• **DOCUMENT**:

-- begin --

Fox Entertainment Group
- Logo used until 2019
- Formerly: Fox, Inc. (1985-1998);
- Type: Division
- Traded as: NYSE: FOX
- Industry: Film Television
- Predecessor: TCF Holdings
- Founded: 1985; 41 years ago
- Founder: Rupert Murdoch
- Defunct: March 20, 2019; 7 years ago
- Fate: Assets dispersed to other Disney divisions, name reused by Fox Corporation for their entertainment division
- Successors: Fox Entertainment (division of Fox Corporation, successor of the reused unit name for Fox Corp. entertainment operations without using the word "Group") Walt Disney Studios
- Headquarters: Fox Plaza, Century City, Los Angeles, California, U.S.
- Products: Motion pictures television programs
- Revenue: ▲$13.28 billion USD (2012)
- Operating income: ▲$3.3 billion USD (2012)
- Net income: ▲$4.98 billion USD (2012)
- Number of employees: 12,100 (2012)
- Parent: News Corporation (1990–2013); 21st Century Fox (2013–2019);
- Subsidiaries: 20th Century Fox; Fox 2000 Pictures; Fox Music; Fox Searchlight Pictures; Fox Star Studios (JV with Star India); Fox Studios Australia; FoxNext; Hulu (30%); Regency Enterprises (20%); Fox Broadcasting Company; FX Networks;

= Fox Entertainment Group =

American entertainment company (1985–2019)

The Fox Entertainment Group (FEG) was an American entertainment company specialized in filmed entertainment owned by 21st Century Fox. Following the acquisition of 21st Century Fox by Disney, the group's assets were dispersed to various Disney units. The film studios 20th Century Fox (now known as 20th Century Studios), Fox Searchlight Pictures (now known as Searchlight Pictures) and Fox 2000 Pictures were transferred to Walt Disney Studios, while Fox Star Studios (now known as Star Studios) was transferred to Disney India.

-- end --

• **RECORDED INFORMATION**:
-- begin --

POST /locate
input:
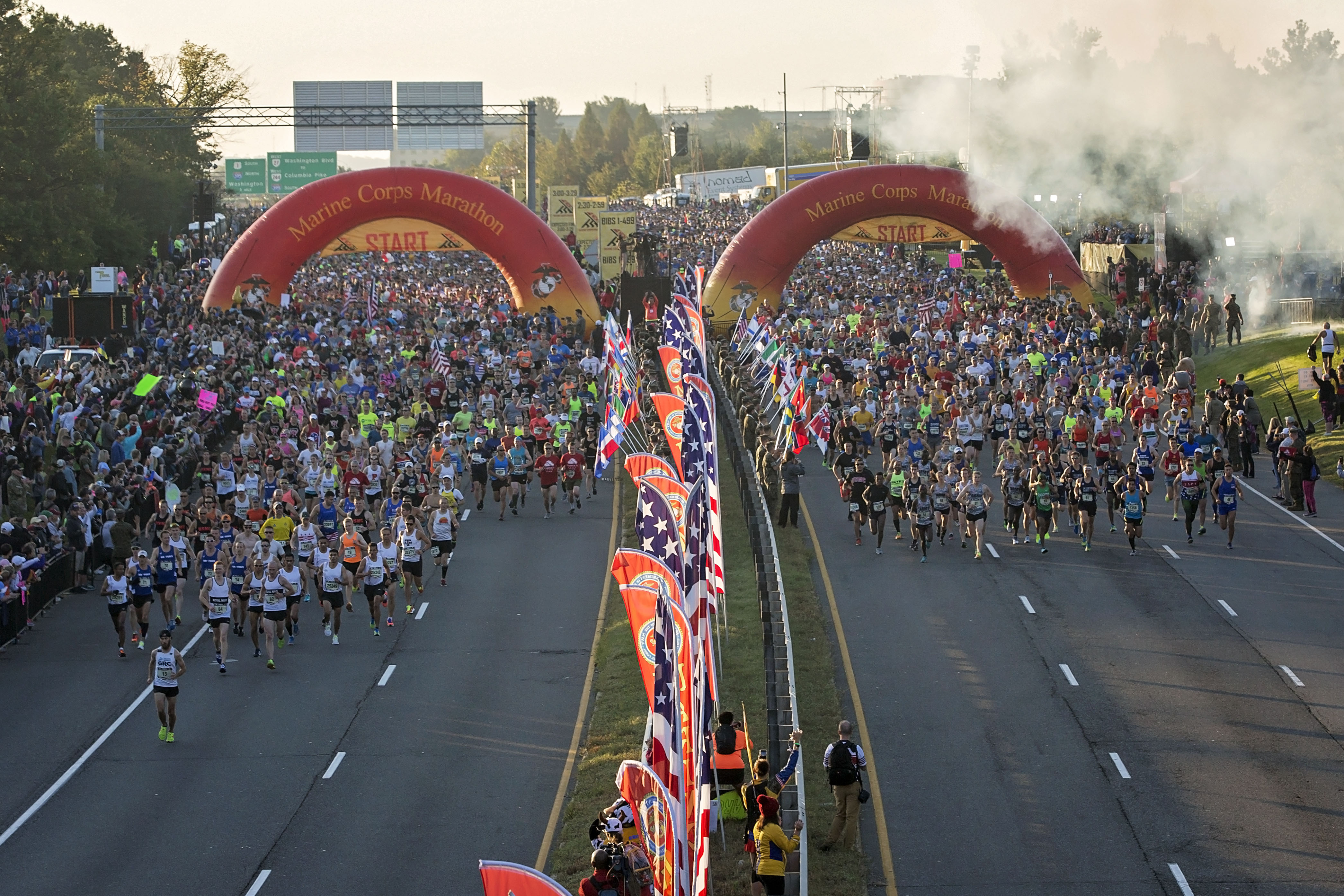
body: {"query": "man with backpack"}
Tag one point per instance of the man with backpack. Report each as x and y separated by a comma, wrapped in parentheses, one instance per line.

-- end --

• **TASK 1**: Can you quote the Fox Entertainment Group text from "American entertainment company (1985–2019)" up to and including "to Disney India."?
• **TASK 2**:
Using the Fox Entertainment Group text, answer these:
(a) Who founded the company?
(b) Where was its headquarters?
(c) Which Disney unit received Fox Star Studios?

• **FINAL RESULT 1**:
American entertainment company (1985–2019)

The Fox Entertainment Group (FEG) was an American entertainment company specialized in filmed entertainment owned by 21st Century Fox. Following the acquisition of 21st Century Fox by Disney, the group's assets were dispersed to various Disney units. The film studios 20th Century Fox (now known as 20th Century Studios), Fox Searchlight Pictures (now known as Searchlight Pictures) and Fox 2000 Pictures were transferred to Walt Disney Studios, while Fox Star Studios (now known as Star Studios) was transferred to Disney India.

• **FINAL RESULT 2**:
(a) Rupert Murdoch
(b) Fox Plaza, Century City, Los Angeles, California, U.S.
(c) Disney India